Exercise goal
Find the line that contains "Where is each instance of the rock face" in the entries below. Restate it and every line after it, word for word, with no pictures.

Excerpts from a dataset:
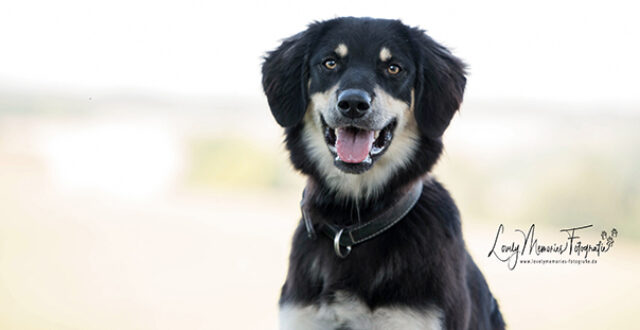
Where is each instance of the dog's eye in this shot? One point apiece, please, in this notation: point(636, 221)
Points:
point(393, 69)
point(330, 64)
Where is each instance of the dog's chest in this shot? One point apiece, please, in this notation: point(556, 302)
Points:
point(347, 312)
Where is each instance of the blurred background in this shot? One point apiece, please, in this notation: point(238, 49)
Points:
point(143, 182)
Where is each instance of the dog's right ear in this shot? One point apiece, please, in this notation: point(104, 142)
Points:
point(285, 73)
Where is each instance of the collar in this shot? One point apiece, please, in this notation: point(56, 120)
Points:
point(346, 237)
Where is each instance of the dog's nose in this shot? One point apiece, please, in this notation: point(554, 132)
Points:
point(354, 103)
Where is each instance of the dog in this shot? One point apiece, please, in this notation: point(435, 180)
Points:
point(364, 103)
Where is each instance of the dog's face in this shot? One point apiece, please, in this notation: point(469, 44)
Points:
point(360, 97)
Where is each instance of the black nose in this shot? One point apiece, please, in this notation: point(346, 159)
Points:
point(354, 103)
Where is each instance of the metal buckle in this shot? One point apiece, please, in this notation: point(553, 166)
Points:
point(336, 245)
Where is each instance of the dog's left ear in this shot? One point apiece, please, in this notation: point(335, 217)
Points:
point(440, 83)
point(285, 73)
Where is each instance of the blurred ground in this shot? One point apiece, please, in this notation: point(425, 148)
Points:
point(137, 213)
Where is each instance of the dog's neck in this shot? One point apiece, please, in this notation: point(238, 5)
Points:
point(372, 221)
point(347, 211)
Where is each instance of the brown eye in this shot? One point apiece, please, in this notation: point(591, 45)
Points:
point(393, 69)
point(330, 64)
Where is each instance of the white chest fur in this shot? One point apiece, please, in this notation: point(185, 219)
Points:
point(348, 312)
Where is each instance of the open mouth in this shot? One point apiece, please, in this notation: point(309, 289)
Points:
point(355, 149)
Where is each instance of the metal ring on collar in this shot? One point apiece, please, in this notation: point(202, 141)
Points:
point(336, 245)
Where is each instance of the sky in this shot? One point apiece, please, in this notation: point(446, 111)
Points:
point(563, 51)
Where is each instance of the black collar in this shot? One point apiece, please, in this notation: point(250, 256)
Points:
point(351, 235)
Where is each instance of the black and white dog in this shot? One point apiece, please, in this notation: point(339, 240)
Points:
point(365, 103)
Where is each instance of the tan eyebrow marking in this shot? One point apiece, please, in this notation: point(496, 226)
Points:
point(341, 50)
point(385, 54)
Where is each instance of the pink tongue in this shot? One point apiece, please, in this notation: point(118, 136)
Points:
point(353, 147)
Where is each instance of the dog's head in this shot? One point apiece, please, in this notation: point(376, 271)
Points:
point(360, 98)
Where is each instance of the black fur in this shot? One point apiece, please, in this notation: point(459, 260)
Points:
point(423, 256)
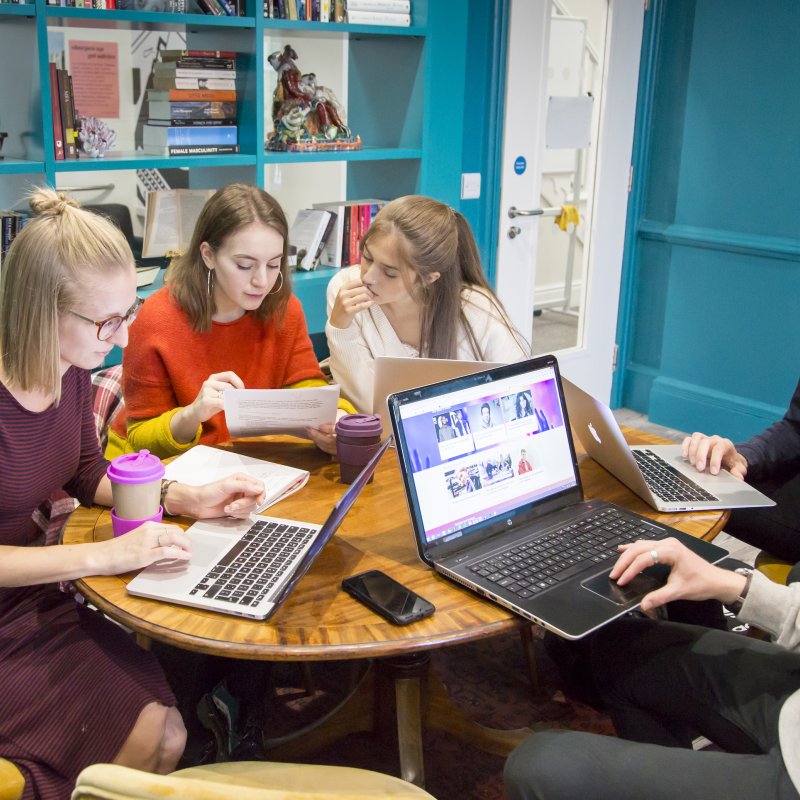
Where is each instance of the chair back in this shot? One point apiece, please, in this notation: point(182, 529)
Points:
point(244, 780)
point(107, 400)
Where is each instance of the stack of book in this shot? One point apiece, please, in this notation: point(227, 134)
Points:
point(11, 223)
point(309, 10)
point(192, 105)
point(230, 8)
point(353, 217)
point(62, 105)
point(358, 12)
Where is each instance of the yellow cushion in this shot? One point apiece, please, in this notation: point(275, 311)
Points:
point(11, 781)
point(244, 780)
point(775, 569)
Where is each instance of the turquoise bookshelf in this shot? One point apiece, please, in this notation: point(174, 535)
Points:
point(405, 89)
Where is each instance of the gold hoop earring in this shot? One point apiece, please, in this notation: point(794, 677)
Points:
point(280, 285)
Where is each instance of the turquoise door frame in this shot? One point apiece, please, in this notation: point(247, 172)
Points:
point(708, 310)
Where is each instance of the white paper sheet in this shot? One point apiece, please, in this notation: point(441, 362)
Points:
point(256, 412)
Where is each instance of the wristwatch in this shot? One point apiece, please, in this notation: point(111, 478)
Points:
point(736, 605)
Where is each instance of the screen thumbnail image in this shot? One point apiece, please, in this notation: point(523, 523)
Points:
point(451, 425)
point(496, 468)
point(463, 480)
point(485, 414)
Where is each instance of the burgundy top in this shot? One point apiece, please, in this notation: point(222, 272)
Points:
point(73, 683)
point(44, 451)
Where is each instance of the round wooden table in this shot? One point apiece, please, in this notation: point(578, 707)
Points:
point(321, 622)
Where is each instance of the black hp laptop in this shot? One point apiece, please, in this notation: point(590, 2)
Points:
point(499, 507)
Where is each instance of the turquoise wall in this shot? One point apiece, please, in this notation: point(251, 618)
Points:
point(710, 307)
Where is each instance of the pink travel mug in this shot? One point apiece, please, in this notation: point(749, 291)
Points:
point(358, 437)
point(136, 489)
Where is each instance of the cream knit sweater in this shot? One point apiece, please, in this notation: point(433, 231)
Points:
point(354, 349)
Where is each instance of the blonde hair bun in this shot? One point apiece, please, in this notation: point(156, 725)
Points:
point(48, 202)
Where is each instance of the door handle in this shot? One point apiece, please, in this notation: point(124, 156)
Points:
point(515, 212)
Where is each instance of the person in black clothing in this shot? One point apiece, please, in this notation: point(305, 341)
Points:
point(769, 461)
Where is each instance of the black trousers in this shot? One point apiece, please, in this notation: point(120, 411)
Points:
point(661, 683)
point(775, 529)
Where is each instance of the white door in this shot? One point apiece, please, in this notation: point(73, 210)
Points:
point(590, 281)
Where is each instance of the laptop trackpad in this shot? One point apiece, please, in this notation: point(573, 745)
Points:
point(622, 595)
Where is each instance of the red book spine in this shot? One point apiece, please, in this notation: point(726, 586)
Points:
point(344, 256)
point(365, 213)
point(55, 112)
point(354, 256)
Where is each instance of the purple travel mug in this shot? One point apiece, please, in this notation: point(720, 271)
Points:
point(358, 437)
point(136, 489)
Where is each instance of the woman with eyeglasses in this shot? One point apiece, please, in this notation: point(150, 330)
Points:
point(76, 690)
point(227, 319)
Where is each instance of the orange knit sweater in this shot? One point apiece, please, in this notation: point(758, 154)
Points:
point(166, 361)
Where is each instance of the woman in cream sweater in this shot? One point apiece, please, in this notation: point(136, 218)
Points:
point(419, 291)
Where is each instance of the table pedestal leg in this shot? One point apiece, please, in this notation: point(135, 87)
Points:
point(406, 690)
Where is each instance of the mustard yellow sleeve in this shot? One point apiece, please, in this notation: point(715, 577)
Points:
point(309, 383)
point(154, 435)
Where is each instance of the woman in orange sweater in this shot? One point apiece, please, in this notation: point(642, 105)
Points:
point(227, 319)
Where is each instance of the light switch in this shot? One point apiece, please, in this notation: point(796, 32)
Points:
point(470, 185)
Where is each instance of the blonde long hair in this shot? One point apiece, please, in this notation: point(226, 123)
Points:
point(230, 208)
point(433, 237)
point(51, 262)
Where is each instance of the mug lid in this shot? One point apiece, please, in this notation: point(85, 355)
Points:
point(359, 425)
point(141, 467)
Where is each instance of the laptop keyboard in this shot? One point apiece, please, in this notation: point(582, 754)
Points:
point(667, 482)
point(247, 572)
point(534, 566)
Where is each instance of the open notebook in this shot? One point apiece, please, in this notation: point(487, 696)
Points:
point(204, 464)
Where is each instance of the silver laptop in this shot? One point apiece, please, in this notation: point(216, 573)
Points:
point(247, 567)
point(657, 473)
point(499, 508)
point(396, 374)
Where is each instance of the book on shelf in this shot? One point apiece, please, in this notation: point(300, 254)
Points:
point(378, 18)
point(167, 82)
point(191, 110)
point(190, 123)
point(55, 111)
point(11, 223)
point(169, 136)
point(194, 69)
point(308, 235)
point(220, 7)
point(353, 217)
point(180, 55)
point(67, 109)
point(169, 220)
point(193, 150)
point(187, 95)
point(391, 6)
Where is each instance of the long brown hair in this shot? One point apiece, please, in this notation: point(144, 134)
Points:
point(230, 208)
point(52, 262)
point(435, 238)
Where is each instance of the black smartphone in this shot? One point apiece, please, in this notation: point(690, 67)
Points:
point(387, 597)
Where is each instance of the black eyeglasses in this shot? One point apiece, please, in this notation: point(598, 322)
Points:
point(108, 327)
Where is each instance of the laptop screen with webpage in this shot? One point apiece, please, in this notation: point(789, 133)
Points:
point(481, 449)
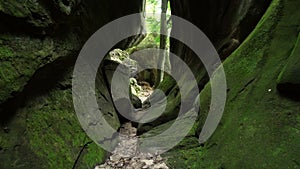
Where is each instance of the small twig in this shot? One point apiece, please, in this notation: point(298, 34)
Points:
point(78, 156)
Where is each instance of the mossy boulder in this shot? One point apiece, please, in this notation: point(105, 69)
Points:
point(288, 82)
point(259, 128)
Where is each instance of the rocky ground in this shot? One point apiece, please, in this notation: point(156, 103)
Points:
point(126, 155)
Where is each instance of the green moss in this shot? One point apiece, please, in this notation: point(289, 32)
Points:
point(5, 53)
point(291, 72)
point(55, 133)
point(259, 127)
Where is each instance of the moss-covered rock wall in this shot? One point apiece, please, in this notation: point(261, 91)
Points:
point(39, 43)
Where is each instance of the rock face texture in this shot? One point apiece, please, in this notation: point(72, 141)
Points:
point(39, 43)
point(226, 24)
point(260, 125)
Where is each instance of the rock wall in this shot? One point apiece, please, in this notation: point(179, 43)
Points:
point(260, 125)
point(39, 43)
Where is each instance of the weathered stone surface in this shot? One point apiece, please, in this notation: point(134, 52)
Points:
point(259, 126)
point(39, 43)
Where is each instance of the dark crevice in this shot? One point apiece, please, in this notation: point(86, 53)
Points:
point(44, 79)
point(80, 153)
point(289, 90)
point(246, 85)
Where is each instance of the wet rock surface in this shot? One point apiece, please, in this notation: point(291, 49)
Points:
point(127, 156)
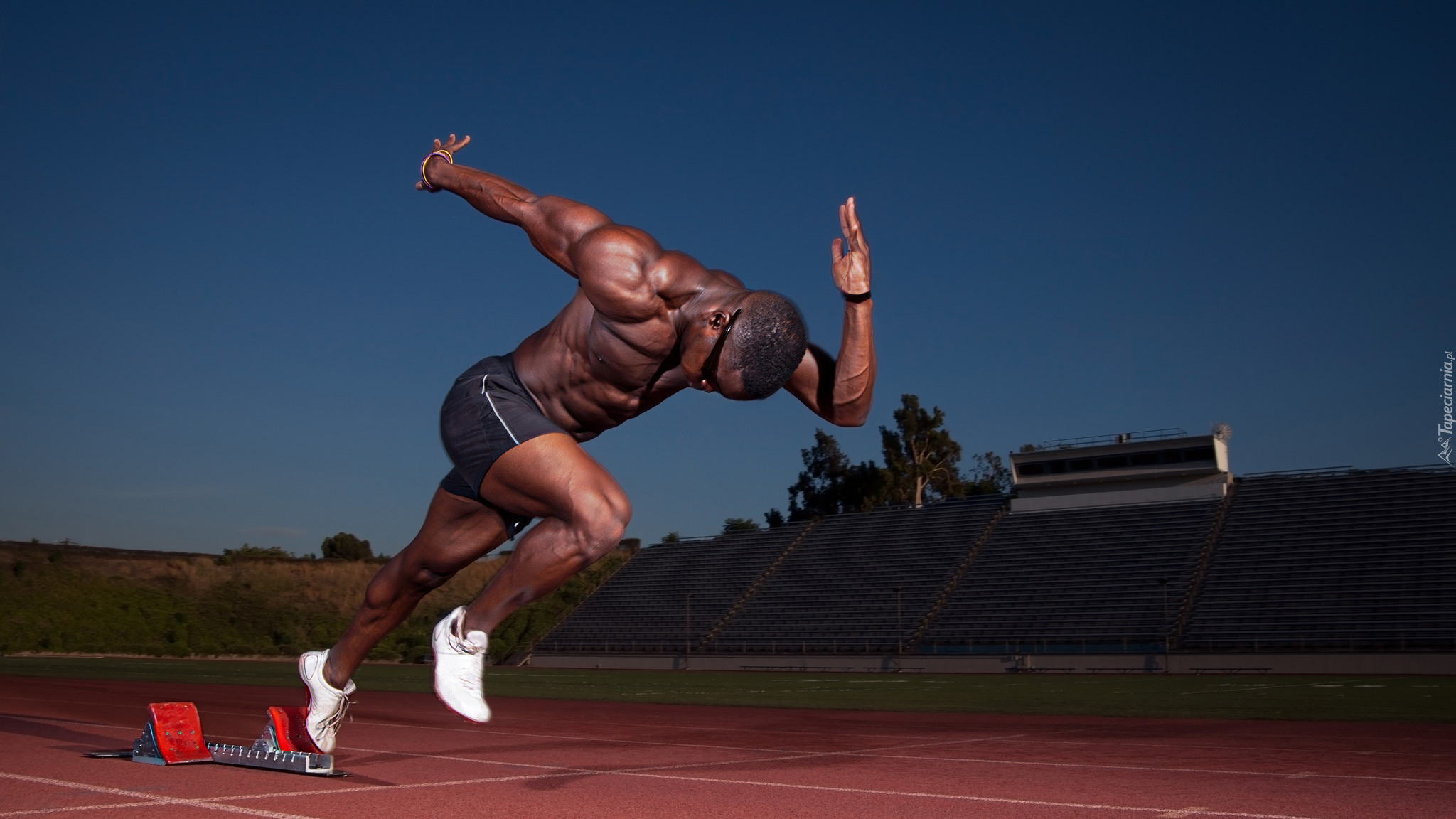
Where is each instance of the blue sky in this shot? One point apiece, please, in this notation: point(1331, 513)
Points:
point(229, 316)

Answer space
Where is each instance of the rock face texture in this shot? One point apiece, please, in this notation: point(72, 141)
Points:
point(39, 43)
point(226, 24)
point(260, 125)
Where is each instance of the rock wall in this shot? One point apiece, please, in this notation: point(179, 43)
Points:
point(260, 125)
point(39, 43)
Where is each instance of the weathered stone surface in this shot? One point apiece, please, in this notation: point(134, 52)
Points:
point(259, 126)
point(39, 43)
Where is each instance of the dark crevice in this shot? One point apiece, please, in this notation: point(86, 53)
Points:
point(44, 79)
point(80, 153)
point(289, 90)
point(246, 85)
Where is each instance of the wet rock surface in this shot? One point apiece, please, in this notation: point(291, 49)
Points:
point(127, 156)
Where is each instance of the blue sky in this shot? One point apiece, please, in this notation: point(1331, 513)
Points:
point(229, 316)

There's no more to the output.